*Records*
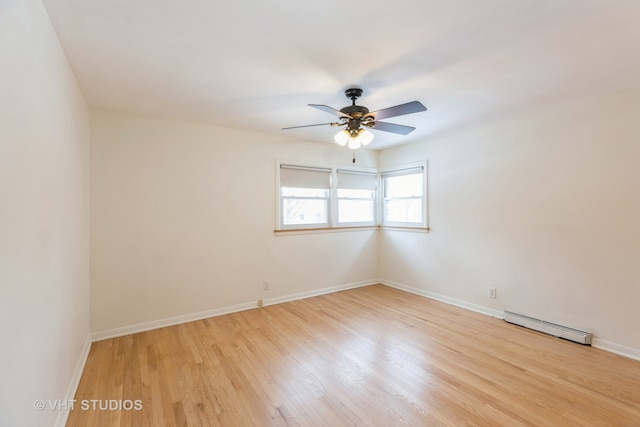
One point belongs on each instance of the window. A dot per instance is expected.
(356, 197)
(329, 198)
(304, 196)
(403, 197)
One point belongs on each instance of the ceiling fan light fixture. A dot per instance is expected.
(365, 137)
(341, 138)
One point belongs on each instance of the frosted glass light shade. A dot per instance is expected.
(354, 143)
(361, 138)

* * *

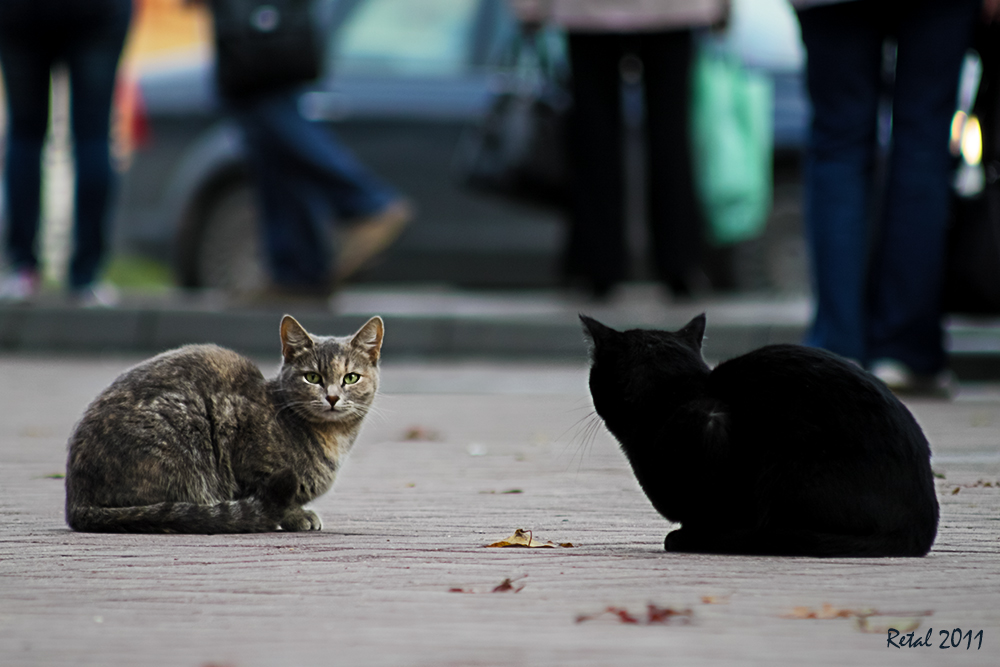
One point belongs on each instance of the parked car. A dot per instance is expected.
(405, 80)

---

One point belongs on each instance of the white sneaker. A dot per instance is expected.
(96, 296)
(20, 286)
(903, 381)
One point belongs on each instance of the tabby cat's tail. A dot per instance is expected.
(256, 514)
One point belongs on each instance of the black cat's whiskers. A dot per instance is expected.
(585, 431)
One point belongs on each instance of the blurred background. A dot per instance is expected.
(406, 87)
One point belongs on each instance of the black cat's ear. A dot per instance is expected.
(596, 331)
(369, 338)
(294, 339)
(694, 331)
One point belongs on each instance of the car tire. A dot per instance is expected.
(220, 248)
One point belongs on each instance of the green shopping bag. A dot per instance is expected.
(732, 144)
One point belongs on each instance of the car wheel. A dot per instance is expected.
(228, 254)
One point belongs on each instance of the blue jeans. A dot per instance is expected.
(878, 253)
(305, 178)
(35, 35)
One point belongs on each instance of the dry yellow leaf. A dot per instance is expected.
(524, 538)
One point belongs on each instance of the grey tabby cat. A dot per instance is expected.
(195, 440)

*Challenge*
Extract every line above that contains the string "tabby". The match is case-sensitive.

*Reply to the exercise*
One point belongs on each instance of the tabby cat's tail. A dot per instance is expected.
One point belongs on each instance of the grey tabby cat. A dot per instance is expected.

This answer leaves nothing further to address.